[STATED GOAL]
Reproduce all of the data below exactly as it appears, leaving out the pictures.
** START OF INFORMATION SHOWN **
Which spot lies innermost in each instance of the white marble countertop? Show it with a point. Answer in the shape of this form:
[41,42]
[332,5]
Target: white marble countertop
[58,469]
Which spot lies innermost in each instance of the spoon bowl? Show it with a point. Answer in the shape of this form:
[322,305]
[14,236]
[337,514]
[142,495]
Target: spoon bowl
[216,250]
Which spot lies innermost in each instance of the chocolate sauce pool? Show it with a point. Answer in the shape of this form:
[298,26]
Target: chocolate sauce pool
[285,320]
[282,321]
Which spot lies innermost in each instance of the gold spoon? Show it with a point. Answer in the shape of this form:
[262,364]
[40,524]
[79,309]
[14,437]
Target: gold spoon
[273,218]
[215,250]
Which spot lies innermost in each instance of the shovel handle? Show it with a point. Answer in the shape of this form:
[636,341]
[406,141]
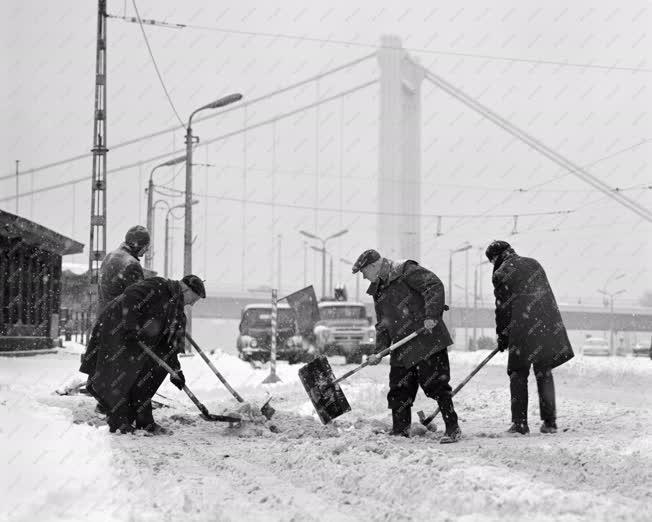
** END OF INFORMATION SHOWN **
[CORRECT OUTPUT]
Which spot lies innermost in each instance of the white marble countertop? Show it with a point. Answer in the shape of this form:
[41,42]
[332,5]
Target: white marble countertop
[58,469]
Which spot lies innermost in each instance of the spoon bowl? Show it with a point. Answer in the shape of this form:
[322,305]
[14,236]
[337,514]
[142,495]
Target: spoon bowl
[216,250]
Which spot lies innermost in each instance of the chocolate sauce pool? Show it with a point. Answer in the shape of this form:
[298,26]
Target: chocolate sauce pool
[285,320]
[282,321]
Which spot lies innermost in each instance of the gold spoon? Show it with a point. Answer in the shape of this form:
[262,364]
[40,524]
[79,309]
[14,437]
Target: gold spoon
[273,218]
[215,250]
Which spot lies innermost in each instance of the shovel handle? Show it with a point. Answer in the shape of this form:
[636,341]
[406,141]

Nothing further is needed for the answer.